- Goal of the exercise -
Print the lines of the data below word for word, running from the line that contains "Hi there — could you locate the gorilla in" through the line that contains "[0,8,446,299]", with both of those lines included.

- Given information -
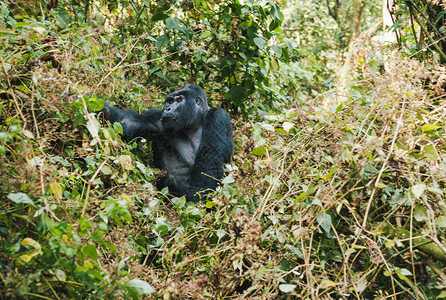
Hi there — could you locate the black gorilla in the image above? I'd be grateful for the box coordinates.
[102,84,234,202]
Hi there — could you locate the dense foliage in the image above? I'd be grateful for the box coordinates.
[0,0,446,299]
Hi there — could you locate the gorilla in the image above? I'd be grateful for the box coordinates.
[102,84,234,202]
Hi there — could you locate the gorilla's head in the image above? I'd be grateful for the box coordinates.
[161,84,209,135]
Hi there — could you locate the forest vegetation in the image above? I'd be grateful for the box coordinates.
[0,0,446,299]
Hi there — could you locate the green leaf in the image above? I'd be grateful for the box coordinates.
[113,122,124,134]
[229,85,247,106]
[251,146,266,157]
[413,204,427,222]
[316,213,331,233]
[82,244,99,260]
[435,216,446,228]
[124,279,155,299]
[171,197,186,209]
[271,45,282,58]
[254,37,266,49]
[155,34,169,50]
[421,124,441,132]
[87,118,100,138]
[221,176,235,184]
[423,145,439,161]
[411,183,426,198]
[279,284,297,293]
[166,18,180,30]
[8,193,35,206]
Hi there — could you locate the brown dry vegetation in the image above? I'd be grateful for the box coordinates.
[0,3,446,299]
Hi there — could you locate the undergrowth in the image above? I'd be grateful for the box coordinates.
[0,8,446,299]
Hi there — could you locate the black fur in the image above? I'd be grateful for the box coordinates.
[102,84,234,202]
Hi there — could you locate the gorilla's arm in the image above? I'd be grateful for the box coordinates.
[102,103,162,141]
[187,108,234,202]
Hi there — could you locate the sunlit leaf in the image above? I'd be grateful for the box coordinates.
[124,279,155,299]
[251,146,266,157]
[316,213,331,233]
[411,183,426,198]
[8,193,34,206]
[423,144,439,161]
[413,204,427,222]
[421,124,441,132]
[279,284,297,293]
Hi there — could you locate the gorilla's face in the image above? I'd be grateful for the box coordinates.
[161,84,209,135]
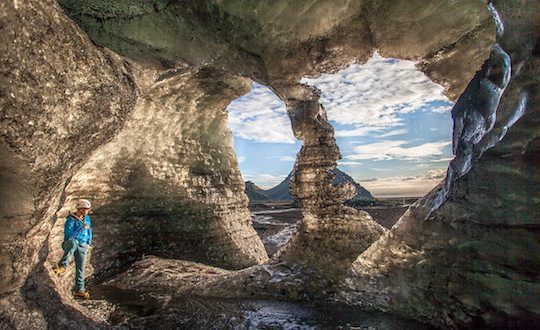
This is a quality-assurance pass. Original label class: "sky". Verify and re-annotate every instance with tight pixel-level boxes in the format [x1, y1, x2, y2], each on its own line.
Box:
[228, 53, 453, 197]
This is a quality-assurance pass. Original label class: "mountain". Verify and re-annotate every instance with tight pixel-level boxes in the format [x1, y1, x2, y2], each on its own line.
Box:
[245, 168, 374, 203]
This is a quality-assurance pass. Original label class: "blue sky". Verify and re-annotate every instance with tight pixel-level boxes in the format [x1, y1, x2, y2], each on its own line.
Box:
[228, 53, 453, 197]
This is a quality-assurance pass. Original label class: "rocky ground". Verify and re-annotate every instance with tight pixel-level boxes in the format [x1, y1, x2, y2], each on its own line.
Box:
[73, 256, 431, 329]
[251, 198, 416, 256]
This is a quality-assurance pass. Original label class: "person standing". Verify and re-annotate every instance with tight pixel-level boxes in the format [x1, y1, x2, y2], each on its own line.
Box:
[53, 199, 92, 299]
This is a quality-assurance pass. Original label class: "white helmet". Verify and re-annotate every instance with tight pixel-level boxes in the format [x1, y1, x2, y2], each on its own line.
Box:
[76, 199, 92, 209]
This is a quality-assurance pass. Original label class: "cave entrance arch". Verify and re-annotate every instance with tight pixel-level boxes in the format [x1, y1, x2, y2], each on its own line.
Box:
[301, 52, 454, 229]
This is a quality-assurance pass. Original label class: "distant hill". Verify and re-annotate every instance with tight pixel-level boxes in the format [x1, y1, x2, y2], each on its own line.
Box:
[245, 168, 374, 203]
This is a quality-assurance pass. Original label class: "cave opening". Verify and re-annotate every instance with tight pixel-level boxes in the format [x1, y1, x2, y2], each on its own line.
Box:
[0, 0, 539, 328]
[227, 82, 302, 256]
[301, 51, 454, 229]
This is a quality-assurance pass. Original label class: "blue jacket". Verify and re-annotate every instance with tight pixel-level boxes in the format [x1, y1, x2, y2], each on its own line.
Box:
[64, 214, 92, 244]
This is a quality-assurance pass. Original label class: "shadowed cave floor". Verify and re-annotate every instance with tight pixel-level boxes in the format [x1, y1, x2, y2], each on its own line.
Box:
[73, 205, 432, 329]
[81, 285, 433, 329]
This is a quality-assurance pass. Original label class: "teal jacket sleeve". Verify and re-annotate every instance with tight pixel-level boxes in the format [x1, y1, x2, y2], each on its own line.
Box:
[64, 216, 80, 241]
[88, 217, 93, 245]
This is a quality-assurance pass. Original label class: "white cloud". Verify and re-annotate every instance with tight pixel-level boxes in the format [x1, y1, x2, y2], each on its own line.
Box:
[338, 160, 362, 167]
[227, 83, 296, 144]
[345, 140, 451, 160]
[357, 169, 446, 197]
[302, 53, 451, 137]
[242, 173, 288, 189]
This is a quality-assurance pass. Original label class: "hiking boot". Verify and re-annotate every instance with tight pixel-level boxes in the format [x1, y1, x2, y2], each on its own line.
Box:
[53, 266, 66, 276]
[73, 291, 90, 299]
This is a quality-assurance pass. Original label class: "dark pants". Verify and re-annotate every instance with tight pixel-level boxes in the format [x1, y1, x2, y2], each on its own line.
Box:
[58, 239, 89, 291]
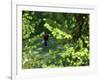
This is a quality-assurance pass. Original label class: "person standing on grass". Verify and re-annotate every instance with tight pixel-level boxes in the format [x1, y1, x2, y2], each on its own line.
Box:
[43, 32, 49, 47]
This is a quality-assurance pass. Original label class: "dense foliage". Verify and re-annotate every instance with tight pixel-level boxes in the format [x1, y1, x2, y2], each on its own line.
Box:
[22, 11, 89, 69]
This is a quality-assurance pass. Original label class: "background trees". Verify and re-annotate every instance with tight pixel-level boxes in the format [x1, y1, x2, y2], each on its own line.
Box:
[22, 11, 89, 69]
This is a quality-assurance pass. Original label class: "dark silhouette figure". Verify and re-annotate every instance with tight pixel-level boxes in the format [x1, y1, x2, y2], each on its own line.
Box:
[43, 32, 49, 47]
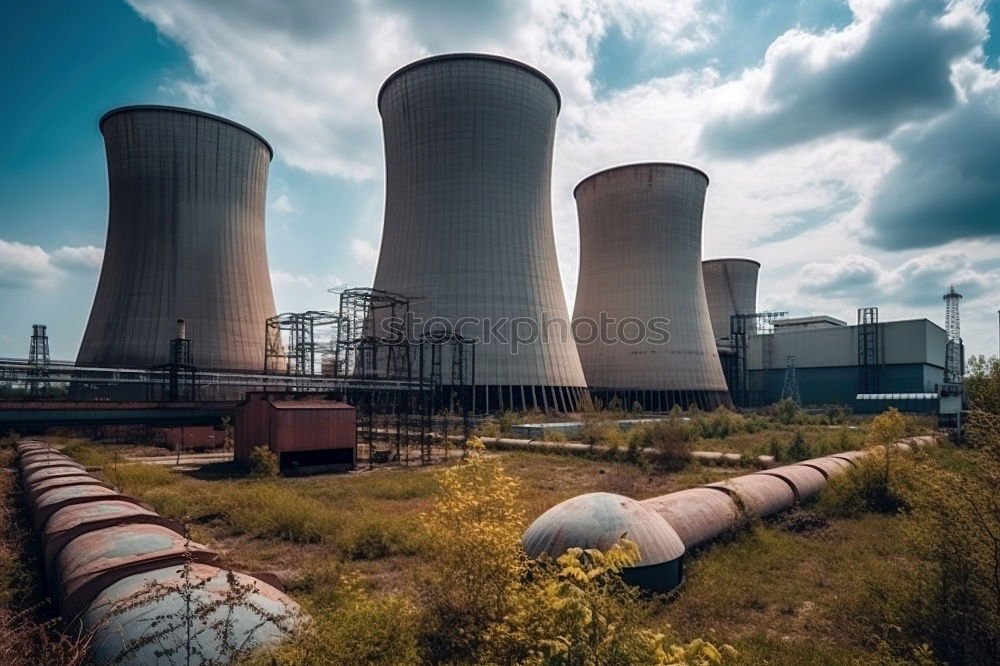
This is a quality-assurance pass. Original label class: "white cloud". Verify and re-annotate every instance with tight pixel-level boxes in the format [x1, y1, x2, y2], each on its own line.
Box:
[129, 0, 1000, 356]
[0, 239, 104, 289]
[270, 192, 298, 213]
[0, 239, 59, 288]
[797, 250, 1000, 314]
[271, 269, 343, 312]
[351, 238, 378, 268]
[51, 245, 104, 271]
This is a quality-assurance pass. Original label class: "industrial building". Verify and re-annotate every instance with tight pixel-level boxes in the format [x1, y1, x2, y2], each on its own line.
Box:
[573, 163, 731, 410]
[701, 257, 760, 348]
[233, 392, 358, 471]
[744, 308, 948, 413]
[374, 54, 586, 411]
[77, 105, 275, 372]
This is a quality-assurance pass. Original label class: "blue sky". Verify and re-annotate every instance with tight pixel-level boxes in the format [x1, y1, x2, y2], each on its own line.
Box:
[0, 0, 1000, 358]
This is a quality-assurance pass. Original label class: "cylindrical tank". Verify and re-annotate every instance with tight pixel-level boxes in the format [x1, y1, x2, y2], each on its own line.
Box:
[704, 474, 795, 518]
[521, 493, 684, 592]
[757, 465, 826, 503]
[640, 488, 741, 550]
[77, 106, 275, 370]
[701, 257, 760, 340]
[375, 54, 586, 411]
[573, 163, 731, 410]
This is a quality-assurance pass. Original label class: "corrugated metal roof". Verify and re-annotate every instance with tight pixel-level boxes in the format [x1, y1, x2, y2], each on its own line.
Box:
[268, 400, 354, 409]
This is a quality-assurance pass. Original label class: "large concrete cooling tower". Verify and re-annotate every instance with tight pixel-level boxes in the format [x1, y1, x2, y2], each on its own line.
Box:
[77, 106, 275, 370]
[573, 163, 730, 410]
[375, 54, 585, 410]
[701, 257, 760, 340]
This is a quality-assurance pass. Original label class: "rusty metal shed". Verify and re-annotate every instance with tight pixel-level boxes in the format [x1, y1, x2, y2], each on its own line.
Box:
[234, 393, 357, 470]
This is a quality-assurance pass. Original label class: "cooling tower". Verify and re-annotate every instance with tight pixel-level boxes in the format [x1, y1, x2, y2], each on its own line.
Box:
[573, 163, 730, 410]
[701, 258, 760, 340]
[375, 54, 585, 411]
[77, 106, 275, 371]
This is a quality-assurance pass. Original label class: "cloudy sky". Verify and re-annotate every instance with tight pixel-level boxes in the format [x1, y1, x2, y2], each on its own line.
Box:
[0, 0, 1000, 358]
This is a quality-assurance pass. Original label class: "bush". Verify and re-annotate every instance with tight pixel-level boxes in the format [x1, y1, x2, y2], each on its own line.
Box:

- Task output -
Hi there — could you locate the gorilla in the image above? I'd be grateful for the box coordinates.
[102,84,234,202]
Hi there — could you locate the gorilla's head in the image above? I'd be grateful for the box coordinates.
[161,84,209,135]
Hi there — could you locate the forest vegetation in the image above? I'd be grateful for the box coordinates.
[0,0,446,299]
Hi there — could you locate the green leaf in the image above? I'd be grateful for the box coordinates.
[113,122,124,134]
[229,85,247,106]
[251,146,266,157]
[413,204,427,222]
[316,213,331,233]
[82,244,99,260]
[435,216,446,228]
[124,279,155,299]
[171,197,186,209]
[271,45,282,58]
[254,37,266,49]
[155,34,169,50]
[421,124,441,132]
[87,118,100,138]
[221,176,235,184]
[423,145,439,161]
[411,183,426,198]
[279,284,297,293]
[166,18,180,30]
[8,193,35,206]
Hi there — could you locate the brown dry vegetation in the image above? I'd be grateful for the box coordinates.
[0,3,446,299]
Hi there — could you locate the undergrowth in the image above? I'd be grateful for the box coordinates.
[0,8,446,299]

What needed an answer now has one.